◆ 出典
══════════

写真:鈴木 旅人
地図を見る作者の羽海野さんはロケ地を沢山撮影し、その風景をトレース(敷き写し)して作中で使っているので、実際の風景・構図がそのまま使われている場所が多々あるんです。
そんな数ある聖地の中から、今回は「橋」を中心に橋とその界隈という括りでご紹介したいと思います。作中に登場する特徴ある橋によって場面や人物の心理描写が表されているシーンが多々あり、橋を起点に歩くと非常に分かりやすいんです!
先ずご紹介するのは、作中で幾度となく登場し、記念すべき単行本第1巻の表紙も飾っている「中央大橋」とその周辺です。空に向かって伸びていく鉄線が特徴的なこの橋。主人公の零は隅田川の西側に住んでいるのですが、この橋を東へ渡り佃島、作中の三月町という下町に行くんです。
主人公零の住んでいるエリアは倉庫と会社と工場ばかり。食料品や日用品など買い物の度、下町へ買い物をしにこの橋を渡るわけです。この中央大橋が零の心の境界線であり、架け橋になっているかのようです。
漫画の中で、空に向かって伸びる鉄線が零の気持ちを表すように効果的に使われることがあり、零が覚悟を決めたり、上昇思考にある時などによく背景に使われたりもしています。
写真:鈴木 旅人
地図を見るこちらは零の住んでいる隅田川の西側エリアにあり、作品でも何度も登場する聖地、「霊岸島水位観測所」です。名前だけでなくデザインも特徴的で、立地条件から必ず逆光になってしまうスポット。
作中でも影の強調された迫力あるカットとして使われます。感情表現の時などによく使われることが多く、「不気味な大きい存在の象徴」を表現する際などに使われている様でもあります。
写真:鈴木 旅人
地図を見るやはりこの周辺は外せません。次にご紹介するのは「佃小橋」とその周辺です。この界隈は本当によく登場し、特にこの赤い欄干が特徴的な小さな橋は、零がお世話になっている川本家の近くという設定もあり、度々登場します。第2巻の表紙に使われているのもこの橋です。
この橋が描かれたカットは、背景に銭湯の柱や漁船という下町風景だけでなく、その奥に高層マンションが広がる東京の下町独特の風景。一目で下町エリアにいるということを感じさせてくれる重要なカットなんです。
小さな運河沿いにはベンチがあり、作中でも川本家がお弁当を食べていたり、地元の方の憩いの場となっています。小さな路地裏には神社があったり陽だまりに猫が寛いでいたり。本当に作品の中に迷い込んだようです。
この佃小橋の南東に駅や商店街があり、作中で買い物帰りの零や川本家の人々が度々描かれています。この場所に立つと、ビニール袋をぶら下げた零が浮かんでくるようです。
写真:鈴木 旅人
地図を見る佃小橋のすぐそばにある「住吉神社」。こちらも作品の中でよく出てくる聖地なのですが、神社境内というより、画像に使用した隅田川に面した鳥居の方が主に作品に登場するようです。
住吉神社という神社が海運や船旅の守護の神様であることから、嵐の様な登場人物たちの人生を見守っているようで印象的な場所です。

══════════

[データ収集から得た記録]
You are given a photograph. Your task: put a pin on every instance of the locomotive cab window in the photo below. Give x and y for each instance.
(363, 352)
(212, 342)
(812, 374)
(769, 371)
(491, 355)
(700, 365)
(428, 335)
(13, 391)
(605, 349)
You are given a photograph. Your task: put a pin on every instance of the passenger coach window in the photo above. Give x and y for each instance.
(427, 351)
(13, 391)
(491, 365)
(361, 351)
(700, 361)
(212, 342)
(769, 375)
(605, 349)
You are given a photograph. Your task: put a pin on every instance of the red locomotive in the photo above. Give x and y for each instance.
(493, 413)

══════════

橋の聖地を紹介する記事によると、零が中央大橋を渡って下町へ行くのはなぜですか。1〜3文で説明してください。 エントリはここでは使いません。

零が住む隅田川の西側のエリアには、倉庫と会社と工場しかないからです。そのため、食料品や日用品などを買うたびに、中央大橋を東へ渡って佃島、作中では三月町という下町へ買い物に行きます。